:: Task description ::
Exactly as they stand, write out all of the entries again.

:: Given data ::

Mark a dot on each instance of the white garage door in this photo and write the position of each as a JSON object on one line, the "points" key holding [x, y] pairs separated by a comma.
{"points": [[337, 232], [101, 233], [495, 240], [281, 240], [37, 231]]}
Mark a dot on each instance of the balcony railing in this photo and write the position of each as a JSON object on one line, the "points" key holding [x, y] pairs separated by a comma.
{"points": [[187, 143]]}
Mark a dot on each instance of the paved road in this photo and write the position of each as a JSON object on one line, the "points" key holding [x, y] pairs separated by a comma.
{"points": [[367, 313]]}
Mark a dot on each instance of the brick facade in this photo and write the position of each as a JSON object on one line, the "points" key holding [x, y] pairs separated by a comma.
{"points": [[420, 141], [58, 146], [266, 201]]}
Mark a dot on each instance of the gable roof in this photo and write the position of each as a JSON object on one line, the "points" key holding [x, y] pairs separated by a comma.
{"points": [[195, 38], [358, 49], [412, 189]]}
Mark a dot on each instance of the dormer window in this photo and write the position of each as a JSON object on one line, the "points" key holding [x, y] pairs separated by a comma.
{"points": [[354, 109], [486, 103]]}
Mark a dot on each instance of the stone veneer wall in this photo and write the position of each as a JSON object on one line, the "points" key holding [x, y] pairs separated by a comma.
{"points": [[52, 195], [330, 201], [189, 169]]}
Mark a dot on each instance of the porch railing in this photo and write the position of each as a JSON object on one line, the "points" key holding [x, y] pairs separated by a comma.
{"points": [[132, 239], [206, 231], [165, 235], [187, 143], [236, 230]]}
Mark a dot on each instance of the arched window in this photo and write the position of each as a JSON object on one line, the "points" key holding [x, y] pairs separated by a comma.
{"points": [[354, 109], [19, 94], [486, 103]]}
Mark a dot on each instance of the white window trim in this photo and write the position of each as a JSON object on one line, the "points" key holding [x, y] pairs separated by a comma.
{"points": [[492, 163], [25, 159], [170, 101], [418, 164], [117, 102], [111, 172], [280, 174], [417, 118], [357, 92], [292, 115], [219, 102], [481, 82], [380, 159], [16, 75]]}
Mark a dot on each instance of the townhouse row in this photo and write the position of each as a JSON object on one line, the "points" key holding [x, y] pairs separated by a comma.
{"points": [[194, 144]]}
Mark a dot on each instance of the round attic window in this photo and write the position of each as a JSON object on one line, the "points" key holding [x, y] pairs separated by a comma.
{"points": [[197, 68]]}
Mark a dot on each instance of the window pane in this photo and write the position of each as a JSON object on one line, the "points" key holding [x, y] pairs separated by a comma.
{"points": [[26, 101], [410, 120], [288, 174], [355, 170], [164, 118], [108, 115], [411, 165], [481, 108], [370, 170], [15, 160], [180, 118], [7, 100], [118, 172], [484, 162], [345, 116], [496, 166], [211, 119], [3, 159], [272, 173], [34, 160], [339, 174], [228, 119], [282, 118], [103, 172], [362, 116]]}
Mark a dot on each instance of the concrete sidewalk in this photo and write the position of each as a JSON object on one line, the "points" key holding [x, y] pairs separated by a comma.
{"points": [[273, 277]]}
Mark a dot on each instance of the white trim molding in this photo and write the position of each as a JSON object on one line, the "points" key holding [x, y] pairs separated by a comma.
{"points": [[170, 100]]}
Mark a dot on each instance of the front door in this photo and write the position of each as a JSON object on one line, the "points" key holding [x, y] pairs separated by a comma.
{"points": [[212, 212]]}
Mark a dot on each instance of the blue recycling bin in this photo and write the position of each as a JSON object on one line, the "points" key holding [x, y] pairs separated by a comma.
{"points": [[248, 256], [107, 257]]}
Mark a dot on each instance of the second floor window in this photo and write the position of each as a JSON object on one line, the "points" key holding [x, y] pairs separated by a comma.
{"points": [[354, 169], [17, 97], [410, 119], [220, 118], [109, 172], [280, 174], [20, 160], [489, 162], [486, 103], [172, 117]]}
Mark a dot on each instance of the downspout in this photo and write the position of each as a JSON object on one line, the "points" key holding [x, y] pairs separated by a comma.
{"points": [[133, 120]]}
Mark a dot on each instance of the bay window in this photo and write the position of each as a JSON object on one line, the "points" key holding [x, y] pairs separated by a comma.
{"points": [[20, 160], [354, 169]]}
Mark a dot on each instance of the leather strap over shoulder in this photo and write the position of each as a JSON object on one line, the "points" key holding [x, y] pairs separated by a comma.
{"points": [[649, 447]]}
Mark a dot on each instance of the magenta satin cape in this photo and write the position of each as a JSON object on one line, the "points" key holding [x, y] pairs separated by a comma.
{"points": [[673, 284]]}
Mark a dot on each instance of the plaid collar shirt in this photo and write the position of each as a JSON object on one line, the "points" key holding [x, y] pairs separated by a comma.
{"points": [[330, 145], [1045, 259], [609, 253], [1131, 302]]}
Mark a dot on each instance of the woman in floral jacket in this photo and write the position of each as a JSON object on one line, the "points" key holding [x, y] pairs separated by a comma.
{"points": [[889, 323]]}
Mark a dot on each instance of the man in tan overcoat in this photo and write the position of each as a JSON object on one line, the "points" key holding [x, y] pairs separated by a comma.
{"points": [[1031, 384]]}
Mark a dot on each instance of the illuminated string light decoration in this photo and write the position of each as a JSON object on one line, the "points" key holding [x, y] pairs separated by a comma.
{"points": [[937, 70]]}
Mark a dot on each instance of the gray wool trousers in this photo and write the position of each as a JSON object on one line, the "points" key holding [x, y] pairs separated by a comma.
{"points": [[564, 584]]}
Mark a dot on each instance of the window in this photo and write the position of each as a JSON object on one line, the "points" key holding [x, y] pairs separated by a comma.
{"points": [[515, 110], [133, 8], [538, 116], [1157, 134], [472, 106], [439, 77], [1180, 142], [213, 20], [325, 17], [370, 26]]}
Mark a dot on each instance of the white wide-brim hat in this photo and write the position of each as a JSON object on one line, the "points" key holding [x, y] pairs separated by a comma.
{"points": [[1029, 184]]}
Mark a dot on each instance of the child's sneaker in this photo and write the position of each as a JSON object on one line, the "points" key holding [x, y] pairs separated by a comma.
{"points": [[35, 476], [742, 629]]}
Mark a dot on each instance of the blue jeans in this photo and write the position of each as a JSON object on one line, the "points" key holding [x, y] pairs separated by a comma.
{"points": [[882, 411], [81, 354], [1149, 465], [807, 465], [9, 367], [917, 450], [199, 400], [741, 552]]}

:: Response to the task ::
Mark a dot on each instance of the white garage door in this photo and write the position of each as a JSON object on one line, the "points" key holding [x, y] pairs separated by a comma.
{"points": [[337, 232], [101, 233], [495, 240], [281, 240], [37, 231]]}
Mark a dot on each instance of the balcony railing in this photo and write the position of each as a JSON object on one line, the "points" key holding [x, y] pairs separated by a comma.
{"points": [[187, 143]]}
Mark a dot on each instance of the paved road in this photo and write the position of each as a JSON object on one line, the "points" key holding [x, y] pairs separated by a comma.
{"points": [[367, 313]]}
Mark a dot on each instance of the brick facade in this photo and write the position of each as a JSON object on one line, the "points" key holding [x, y] pairs separated by a comma.
{"points": [[420, 141], [58, 146], [266, 201]]}
Mark a dot on each instance of the gable roof in this photo and write the position of each as a JSON object on one line, the "points" key holding [x, y] pairs separated by a comma.
{"points": [[195, 38], [358, 49], [412, 189]]}
Mark a dot on each instance of the dormer window in this photo and write the position of each as a JSON object on one line, the "points" key holding [x, y] pairs separated by a comma.
{"points": [[354, 109], [486, 103]]}
Mark a dot on each instance of the stone veneer wall in this photo and write the position of each as a JSON object on one line, the "points" key holding [x, y] pairs separated by a comma.
{"points": [[52, 195], [330, 201], [189, 169]]}
Mark a dot on each instance of the porch railing in this photo and write the position of each as a JSON object on one line, the "points" key holding [x, y] pairs separated by a comma.
{"points": [[132, 239], [206, 231], [165, 235], [187, 143], [236, 230]]}
Mark a dot on each instance of the arched window in this photo and write the position of each as a JSON object on one line, the "points" key holding [x, y] pairs separated by a comma.
{"points": [[354, 109], [19, 94], [486, 103]]}
Mark a dot on each instance of the white window trim in this photo and write the position of each as a JSON object on one line, the "points" key holding [x, y] pairs separated by a comma.
{"points": [[492, 163], [25, 159], [170, 101], [418, 164], [117, 102], [111, 172], [280, 174], [417, 118], [357, 92], [292, 115], [219, 102], [481, 82], [380, 159], [16, 75]]}
Mark a dot on each instance of the townhouse row in this photo and write the position of each as a JSON object on one line, the "points" key holding [x, y] pairs separated by a comma.
{"points": [[194, 144]]}
Mark a dot on each instance of the round attic window in this photo and write the position of each as a JSON object on one line, the "points" key holding [x, y] pairs separated by a comma.
{"points": [[197, 68]]}
Mark a dot on each instance of the window pane in this photo and write the position of each as a JSON object on one line, the "points" key holding [x, y] pairs separated by a comma.
{"points": [[26, 101], [410, 120], [288, 174], [355, 170], [164, 118], [108, 115], [411, 165], [481, 108], [370, 170], [15, 160], [180, 118], [7, 100], [118, 172], [484, 162], [345, 116], [496, 166], [211, 119], [3, 159], [272, 173], [34, 160], [339, 174], [228, 119], [282, 118], [103, 172], [362, 116]]}
Mark a dot on each instance of the concrete sidewalk in this photo and write the position of each as a JSON object on one line, the "points" key holding [x, y] pairs separated by a comma.
{"points": [[273, 277]]}
Mark a dot on each instance of the white trim molding in this photo and write the position of each as a JSON object on one line, the "points" key holding [x, y] pairs separated by a comma.
{"points": [[170, 100]]}
Mark a dot on each instance of the front door in this photo and write the position of each as a JSON object on one line, the "points" key holding [x, y] pairs separated by a comma.
{"points": [[212, 212]]}
Mark a dot on each instance of the blue recycling bin in this photo and write the position of each as a JSON object on one line, the "points" key holding [x, y] pairs separated by a comma.
{"points": [[248, 256], [107, 257]]}
Mark a dot on each instance of the second floor window in this photo and write the position of each as a JSON object on one line, the "points" key holding [x, y] pairs separated by a comma.
{"points": [[354, 169], [17, 97], [410, 119], [220, 118], [109, 172], [280, 174], [20, 160], [489, 162], [486, 103], [172, 117]]}
Mark a dot on each instance of the downspout in this photo and write the position of each as a JSON object on one line, the "points" key holding [x, y] pairs separated by a comma.
{"points": [[133, 120]]}
Mark a dot on each instance of the bay window in this photo and write the position of each as a JSON object on one line, the "points" key holding [x, y] pairs separated by a comma.
{"points": [[20, 160], [354, 169]]}
Mark a dot on each instance of the leather strap over shoulder in this photo and write the position of each as a JSON object on one line, the "points" key holding [x, y] pairs separated by a comma.
{"points": [[649, 447]]}
Mark a dot on each instance of the magenta satin cape in this photo and write the position of each as a JSON object on one line, the "points" key holding [x, y] pairs separated by a comma.
{"points": [[673, 284]]}
Mark a dot on each instance of the plaid collar shirt in this photo and write the position of each as a JSON object on one line, the "points" key holding [x, y] pairs separated by a comma.
{"points": [[330, 145], [1045, 259], [609, 253], [1131, 302]]}
Mark a dot on each instance of the woman in floral jacket in this photo and write the position of each as a JSON object on one line, the "points" key holding [x, y] pairs separated by a comma.
{"points": [[889, 323]]}
Mark a dot on each instance of the man in tan overcoat in this photo and write the position of each as a JSON object on one line, the "points" key holding [x, y] pairs separated by a comma.
{"points": [[1031, 384]]}
Mark a dot on each instance of the illuminated string light decoration in this photo and write the position of each as a JSON object on one line, the "points" key holding [x, y] pairs separated by a comma.
{"points": [[937, 70]]}
Mark a dot on each instance of the gray wool trousers in this photo and write the position of each as a JSON object on one line, the "points" key holding [x, y] pairs separated by a comma.
{"points": [[564, 584]]}
Mark a dot on each instance of the window in this photo and write the position of each as a JSON object on one line, the "points" key holding [x, y] pairs separated by a comma.
{"points": [[515, 110], [133, 8], [538, 116], [1157, 134], [472, 106], [439, 77], [1180, 142], [213, 20], [325, 17], [370, 26]]}
Mark a dot on each instance of the white wide-brim hat in this photo and write the position of each as a JSON object on one line, the "points" key holding [x, y] pairs separated by a comma.
{"points": [[1029, 184]]}
Mark a dot on each instance of the child's sneaker in this photo and write the position of each as a JSON object on one line, the "points" key holding [x, y] pairs separated by a comma.
{"points": [[35, 476], [742, 629]]}
Mark a dot on each instance of the blue jeans in this photo and write the position of each as a JSON object on one line, the "points" key holding [x, y] pairs separated by a comma.
{"points": [[882, 411], [81, 354], [1149, 465], [807, 465], [9, 367], [917, 450], [199, 400], [741, 552]]}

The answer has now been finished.